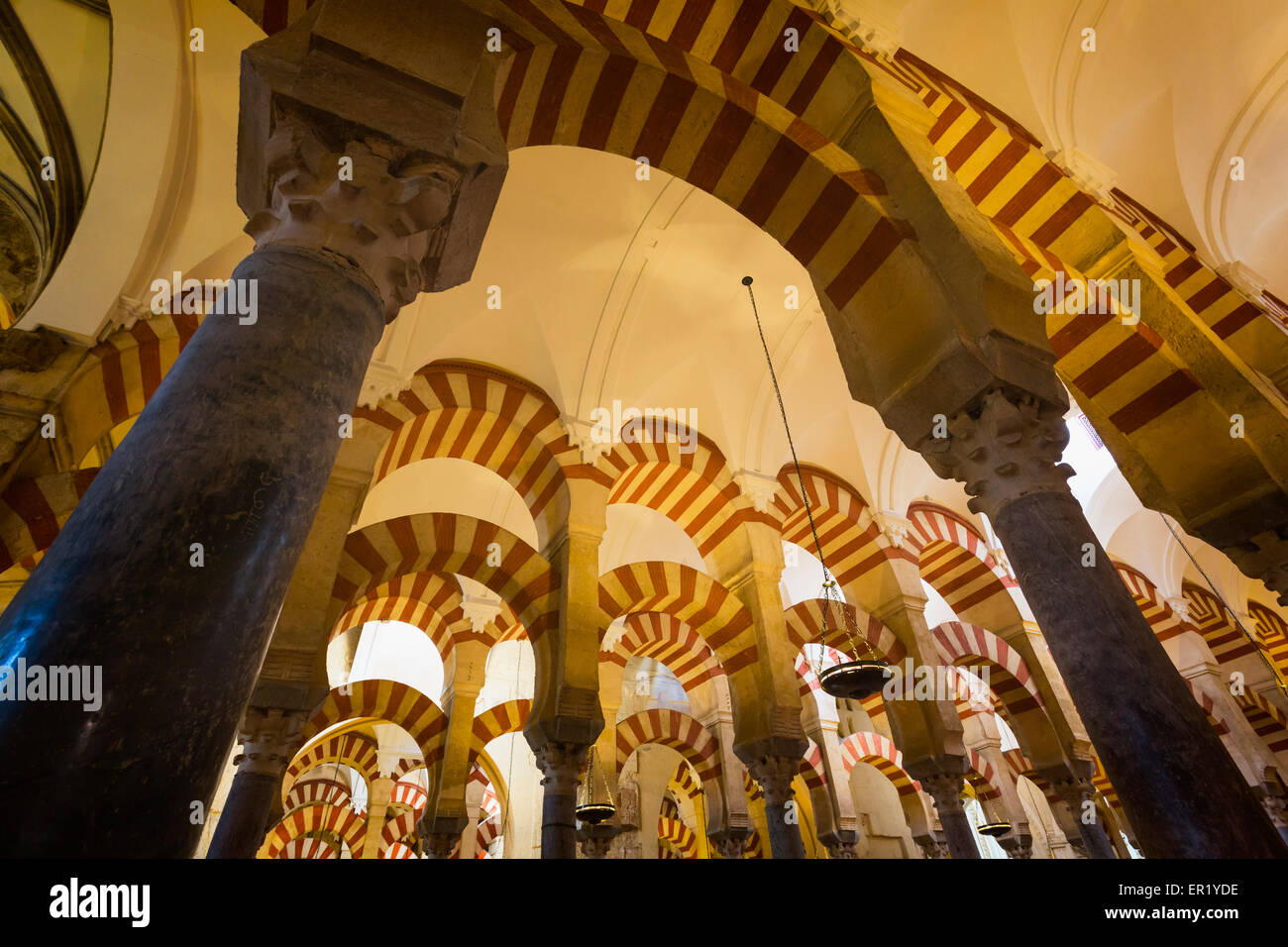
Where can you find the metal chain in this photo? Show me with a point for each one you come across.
(829, 587)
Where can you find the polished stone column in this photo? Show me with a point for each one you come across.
(945, 789)
(1147, 729)
(774, 775)
(1076, 793)
(269, 740)
(168, 577)
(562, 766)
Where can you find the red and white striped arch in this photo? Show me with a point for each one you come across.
(488, 418)
(694, 489)
(682, 591)
(881, 753)
(447, 543)
(381, 701)
(851, 541)
(678, 731)
(670, 642)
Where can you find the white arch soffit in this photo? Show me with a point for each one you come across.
(149, 187)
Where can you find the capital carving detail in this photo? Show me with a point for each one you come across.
(562, 766)
(774, 776)
(372, 202)
(1006, 449)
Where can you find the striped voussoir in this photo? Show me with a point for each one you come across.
(355, 750)
(1266, 719)
(1159, 615)
(429, 600)
(120, 375)
(382, 701)
(496, 722)
(397, 830)
(410, 795)
(962, 643)
(1212, 618)
(805, 626)
(317, 792)
(851, 541)
(678, 731)
(673, 832)
(881, 753)
(1271, 633)
(982, 777)
(811, 767)
(668, 641)
(307, 848)
(695, 598)
(683, 783)
(488, 418)
(447, 543)
(956, 562)
(1127, 369)
(707, 93)
(326, 821)
(695, 491)
(34, 510)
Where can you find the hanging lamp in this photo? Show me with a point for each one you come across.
(591, 810)
(867, 673)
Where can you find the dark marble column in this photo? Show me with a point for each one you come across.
(368, 176)
(562, 766)
(945, 789)
(268, 742)
(1183, 792)
(774, 777)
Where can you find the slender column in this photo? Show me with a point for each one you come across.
(377, 806)
(165, 582)
(562, 764)
(774, 775)
(268, 741)
(1150, 733)
(1076, 793)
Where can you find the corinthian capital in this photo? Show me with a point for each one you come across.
(1008, 447)
(369, 134)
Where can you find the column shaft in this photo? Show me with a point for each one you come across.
(232, 453)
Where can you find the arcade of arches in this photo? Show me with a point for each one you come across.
(375, 564)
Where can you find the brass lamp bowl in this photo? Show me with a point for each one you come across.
(593, 813)
(855, 680)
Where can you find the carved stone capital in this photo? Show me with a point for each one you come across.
(562, 766)
(269, 738)
(774, 776)
(1008, 447)
(369, 136)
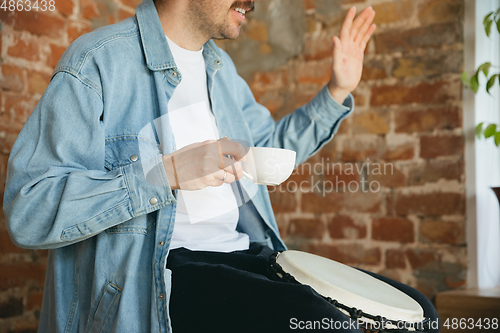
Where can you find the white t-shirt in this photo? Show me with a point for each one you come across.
(206, 219)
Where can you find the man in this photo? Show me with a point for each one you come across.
(126, 171)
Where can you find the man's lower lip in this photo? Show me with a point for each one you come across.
(241, 16)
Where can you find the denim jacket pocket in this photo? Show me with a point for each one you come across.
(106, 311)
(124, 150)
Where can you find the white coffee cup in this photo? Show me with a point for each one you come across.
(268, 166)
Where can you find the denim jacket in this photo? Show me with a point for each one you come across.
(76, 184)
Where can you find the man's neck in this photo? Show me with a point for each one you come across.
(177, 28)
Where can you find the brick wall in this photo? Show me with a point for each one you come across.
(387, 194)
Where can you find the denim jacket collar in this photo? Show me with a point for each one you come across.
(156, 50)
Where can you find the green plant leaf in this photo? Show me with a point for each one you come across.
(487, 27)
(479, 130)
(491, 82)
(474, 82)
(497, 139)
(487, 18)
(485, 68)
(490, 130)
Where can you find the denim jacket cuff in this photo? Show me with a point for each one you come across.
(149, 192)
(327, 111)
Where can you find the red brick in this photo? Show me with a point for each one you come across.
(394, 178)
(282, 200)
(27, 49)
(355, 149)
(435, 35)
(257, 30)
(313, 73)
(441, 11)
(38, 23)
(12, 78)
(433, 170)
(271, 80)
(309, 4)
(363, 200)
(341, 175)
(372, 122)
(427, 120)
(76, 29)
(20, 274)
(66, 7)
(56, 52)
(430, 204)
(395, 259)
(307, 228)
(373, 71)
(11, 307)
(38, 82)
(393, 11)
(344, 227)
(442, 232)
(432, 146)
(420, 258)
(318, 48)
(354, 254)
(430, 64)
(424, 92)
(399, 153)
(317, 203)
(393, 229)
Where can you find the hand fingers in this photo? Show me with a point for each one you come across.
(337, 52)
(220, 177)
(346, 26)
(358, 22)
(368, 35)
(236, 170)
(365, 26)
(232, 148)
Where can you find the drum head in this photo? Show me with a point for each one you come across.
(350, 286)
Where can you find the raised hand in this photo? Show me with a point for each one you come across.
(348, 52)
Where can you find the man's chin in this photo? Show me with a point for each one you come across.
(228, 35)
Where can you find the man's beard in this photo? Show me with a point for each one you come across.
(205, 22)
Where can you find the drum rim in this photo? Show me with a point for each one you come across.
(353, 312)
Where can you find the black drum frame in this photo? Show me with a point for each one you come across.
(275, 270)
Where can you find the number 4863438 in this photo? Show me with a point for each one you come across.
(28, 5)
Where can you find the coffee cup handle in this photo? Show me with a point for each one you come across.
(246, 174)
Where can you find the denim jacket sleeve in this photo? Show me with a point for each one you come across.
(305, 130)
(58, 191)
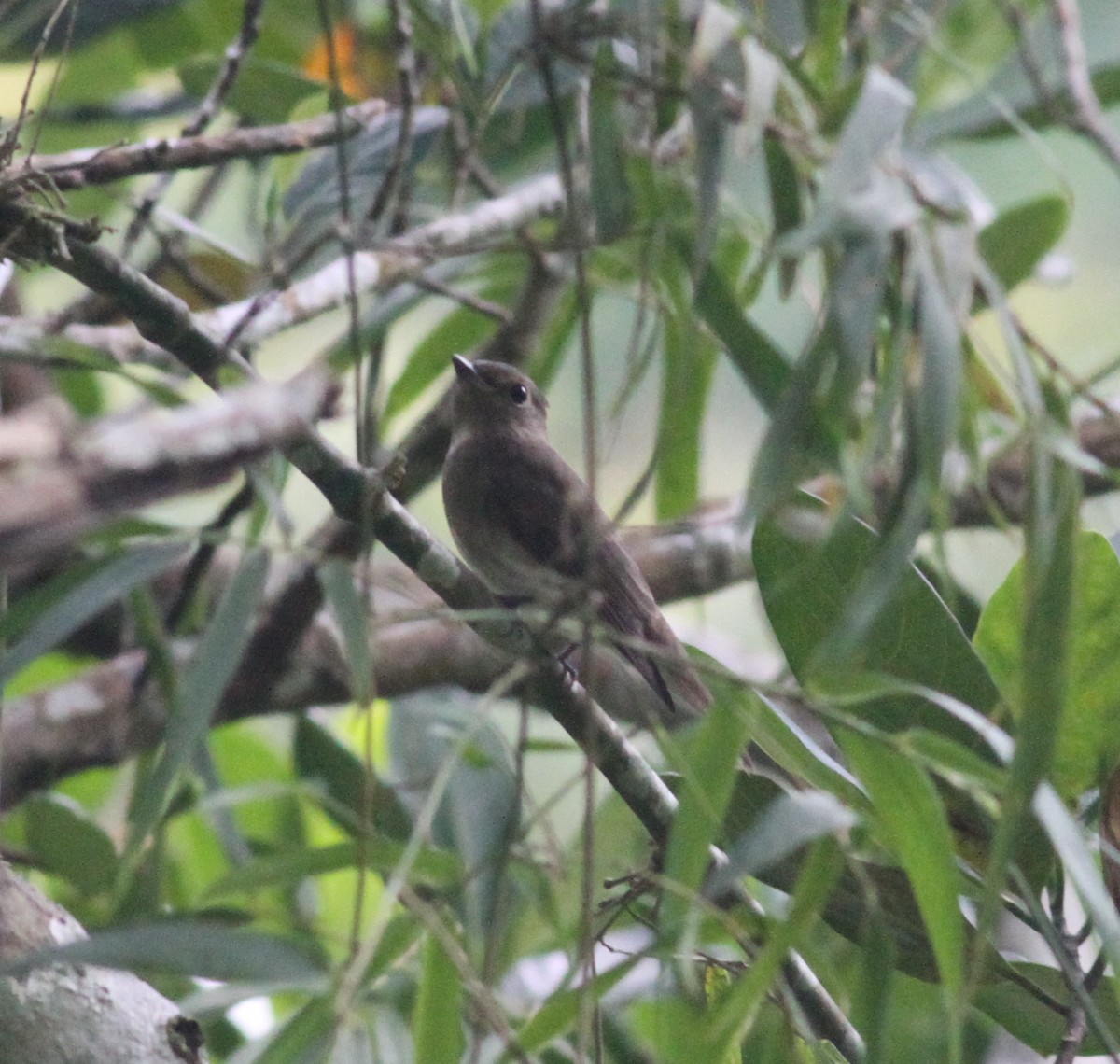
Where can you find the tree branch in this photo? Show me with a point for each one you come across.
(104, 166)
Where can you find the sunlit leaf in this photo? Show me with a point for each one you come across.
(1015, 244)
(437, 1028)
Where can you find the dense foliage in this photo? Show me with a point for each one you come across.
(777, 266)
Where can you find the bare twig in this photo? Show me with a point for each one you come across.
(102, 166)
(81, 481)
(219, 89)
(1087, 115)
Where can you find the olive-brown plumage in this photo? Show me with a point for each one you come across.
(529, 526)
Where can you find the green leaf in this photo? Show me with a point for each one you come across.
(437, 1025)
(68, 843)
(1089, 739)
(1015, 244)
(1081, 867)
(217, 659)
(1034, 1023)
(430, 867)
(561, 1011)
(1053, 513)
(610, 197)
(322, 757)
(736, 1013)
(690, 361)
(305, 1039)
(438, 736)
(917, 828)
(266, 91)
(714, 749)
(791, 822)
(102, 585)
(1012, 92)
(462, 329)
(352, 615)
(806, 572)
(784, 185)
(753, 353)
(184, 947)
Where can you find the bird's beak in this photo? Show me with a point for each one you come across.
(464, 370)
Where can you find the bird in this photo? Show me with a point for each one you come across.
(531, 529)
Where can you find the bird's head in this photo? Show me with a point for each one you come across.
(492, 396)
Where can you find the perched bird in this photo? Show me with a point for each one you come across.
(529, 526)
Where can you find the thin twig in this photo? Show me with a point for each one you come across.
(104, 166)
(1087, 115)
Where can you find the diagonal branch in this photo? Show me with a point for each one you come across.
(104, 166)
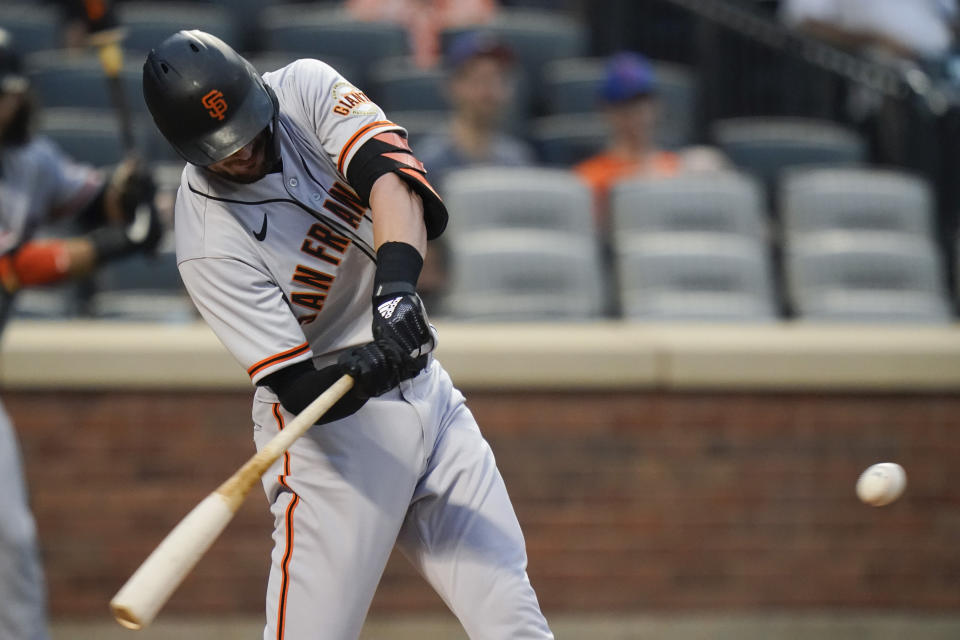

# # # # # # #

With every picture removed, give the entries above again exactly.

Where can you find the metal chain in this photo? Show me with a point for each one you come across.
(829, 587)
Where can you find the polished stone column in this photo? Show me with a point for each one you come across.
(945, 789)
(1147, 729)
(774, 775)
(1076, 793)
(269, 740)
(168, 577)
(562, 766)
Where can you find the red and white striped arch in this photo? Show me with a point for each one you come across.
(488, 418)
(694, 489)
(682, 591)
(881, 753)
(447, 543)
(381, 701)
(851, 541)
(678, 731)
(670, 642)
Where can you find the white arch soffit in this photo? Show me with a point for each one you come across.
(149, 187)
Where can you find the capital carving detail in this photo? Show me with a point for each one you come across.
(562, 766)
(774, 776)
(372, 202)
(1006, 449)
Where can you find the striped voussoir in this photo? Show me with a point for each one you come across.
(355, 750)
(1266, 719)
(1159, 615)
(429, 600)
(120, 375)
(382, 701)
(496, 722)
(397, 830)
(410, 795)
(962, 643)
(1212, 618)
(805, 626)
(317, 792)
(851, 541)
(678, 731)
(673, 832)
(881, 753)
(1271, 633)
(982, 777)
(811, 767)
(668, 641)
(307, 848)
(695, 598)
(683, 783)
(488, 418)
(447, 543)
(956, 562)
(1127, 369)
(707, 93)
(326, 821)
(695, 491)
(34, 510)
Where can you find the hanging lamp in this photo? Show me with a point for each one you come across.
(591, 810)
(867, 673)
Where can you find the dark marble column in this photo? Show me with a point for each one you come across.
(368, 176)
(562, 766)
(945, 789)
(268, 742)
(1183, 792)
(774, 777)
Where can you find the slender column in this photo? Show me with a point for each one you come across.
(377, 806)
(165, 582)
(562, 764)
(774, 775)
(268, 741)
(1150, 733)
(1076, 793)
Where can you find the corinthian capital in this photo? Show me with a point for each one you come across.
(1008, 447)
(369, 134)
Where can you find the column shaft in this photo? Show me with a point for each one you come across.
(232, 453)
Where can you find the arcade of arches in this photo? Show me with a point for each one you come across.
(375, 564)
Where can you find the brass lamp bowl in this photo? Show me with a point for each one you come across.
(593, 813)
(855, 680)
Where can you find the carved stone capital in this photo? Show me with a point for each one you come across.
(562, 766)
(269, 738)
(774, 776)
(1008, 447)
(369, 136)
Where can you find the white t-shirt in this photo? Show me with a point for each one you come across.
(206, 219)
Where can you find the man in this photo? Show me with a point for each one you come across.
(126, 171)
Where can you find the man's lower lip in this photo? Show me with a point for each one you come across.
(241, 16)
Where can you find the denim jacket pocket in this photo? Show me with a point for each one you come across.
(106, 311)
(124, 150)
Where can you find the white coffee cup in this photo? Show me with a point for each one you come across.
(268, 166)
Where can you find the denim jacket in this photo? Show me with a point for each one you come across.
(76, 184)
Where can you find the man's neck in this photo? Show me with a point for each one you come across.
(177, 28)
Where can you find the brick wall in this photo? Show me with a point for each one you come across.
(387, 194)
Where can you find the denim jacket collar in this photo? Show me with a point for each one you come across.
(156, 50)
Where can you find the green plant leaf in this photo? Show me with a point for each one you come across.
(487, 27)
(479, 130)
(491, 82)
(474, 82)
(497, 139)
(487, 18)
(485, 68)
(490, 130)
Where can you find the denim jacket cuff in this photo? Show me with a point for each one you come across.
(149, 192)
(327, 111)
Where can you find the red brick in this photo? Show me with a point for each one you come across.
(394, 178)
(282, 200)
(27, 49)
(355, 149)
(435, 35)
(257, 30)
(313, 73)
(441, 11)
(38, 23)
(12, 78)
(433, 170)
(271, 80)
(309, 4)
(363, 200)
(341, 175)
(372, 122)
(427, 120)
(76, 29)
(20, 274)
(66, 7)
(56, 52)
(430, 204)
(395, 259)
(307, 228)
(373, 71)
(11, 307)
(38, 82)
(393, 11)
(344, 227)
(442, 232)
(432, 146)
(420, 258)
(318, 48)
(354, 254)
(430, 64)
(424, 92)
(399, 153)
(317, 203)
(393, 229)
Where can you find the hand fingers in this photo? Show me with a point for each one you come across.
(337, 52)
(220, 177)
(346, 26)
(358, 22)
(368, 35)
(236, 170)
(365, 26)
(232, 148)
Where can you find the drum head in this photo? Show me with a point for each one you come across.
(350, 286)
Where can you find the raised hand in this photo? Show me with a point for each one you come across.
(348, 52)
Where can you find the man's chin in this photo? Show me with a point for each one you come across.
(228, 35)
Where can you find the man's beard in this photo? Show me with a point for each one you come across.
(205, 22)
Where can you find the drum rim in this photo? Show me with a point for each one you come across.
(353, 312)
Where can you find the black drum frame in this photo? Show me with a point for each one you come across.
(275, 270)
Where can you find the number 4863438 in this photo? Show me with a point for each one you come across.
(28, 5)
Where can you find the coffee cup handle in this photo? Show me with a point for each one you come across.
(246, 174)
Where can you find the denim jacket sleeve in this photo? Show me with a point for each one you come across.
(305, 130)
(58, 191)
Where can you find the tree branch in this photo? Show me with a point for each one you come across.
(104, 166)
Where can you find the sunlit leaf in this photo? Show me with a point for each one you come across.
(1015, 244)
(437, 1028)
Where can you find the dense foliage in this photo? Show me with a point for each one you come across.
(777, 266)
Where can you find the bare twig in this photo? Show me with a point for each one you come across.
(102, 166)
(81, 481)
(219, 89)
(1087, 115)
Where can you find the olive-brown plumage in this photo? Show me with a point for each one you come across.
(529, 526)
Where can you find the green leaf in this photo? Show me with a point for each one you come across.
(437, 1025)
(68, 843)
(1089, 739)
(1015, 244)
(1081, 867)
(217, 659)
(1034, 1023)
(430, 867)
(561, 1011)
(1053, 513)
(610, 197)
(322, 757)
(736, 1013)
(690, 361)
(305, 1039)
(438, 736)
(917, 828)
(266, 91)
(714, 749)
(791, 822)
(102, 585)
(1012, 92)
(462, 329)
(352, 615)
(806, 572)
(784, 185)
(753, 353)
(184, 947)
Where can you find the bird's beak in this photo? Show me with a point for each one you come across.
(464, 370)
Where can you find the bird in this photo? Show me with a point for each one you come across.
(531, 529)
Where can you find the bird's head in this photo? Show me with a point for each one you come across.
(492, 396)
Where can you find the perched bird in this photo? Show me with a point for each one you come across.
(529, 526)
Where can you find the thin twig in this photo? Show me with a point for each one you come across.
(104, 166)
(1087, 115)
Where can you find the diagonal branch in this photo? Show me with a point for each one you come across.
(104, 166)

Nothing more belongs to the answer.